Task input:
========================================================================

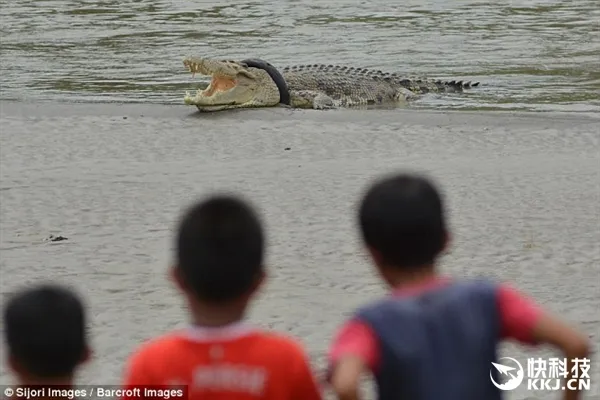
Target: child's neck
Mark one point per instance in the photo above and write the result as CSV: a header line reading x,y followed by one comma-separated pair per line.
x,y
398,279
210,316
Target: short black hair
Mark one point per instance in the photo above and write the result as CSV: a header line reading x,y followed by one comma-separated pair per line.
x,y
402,217
44,328
220,248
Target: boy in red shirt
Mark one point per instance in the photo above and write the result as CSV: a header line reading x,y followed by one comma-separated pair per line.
x,y
219,268
432,338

========================================================================

What you have to do: List all lines above in which the string "Target" appears.

Response area:
Target: child's neck
Target: short black hair
Target: boy in red shirt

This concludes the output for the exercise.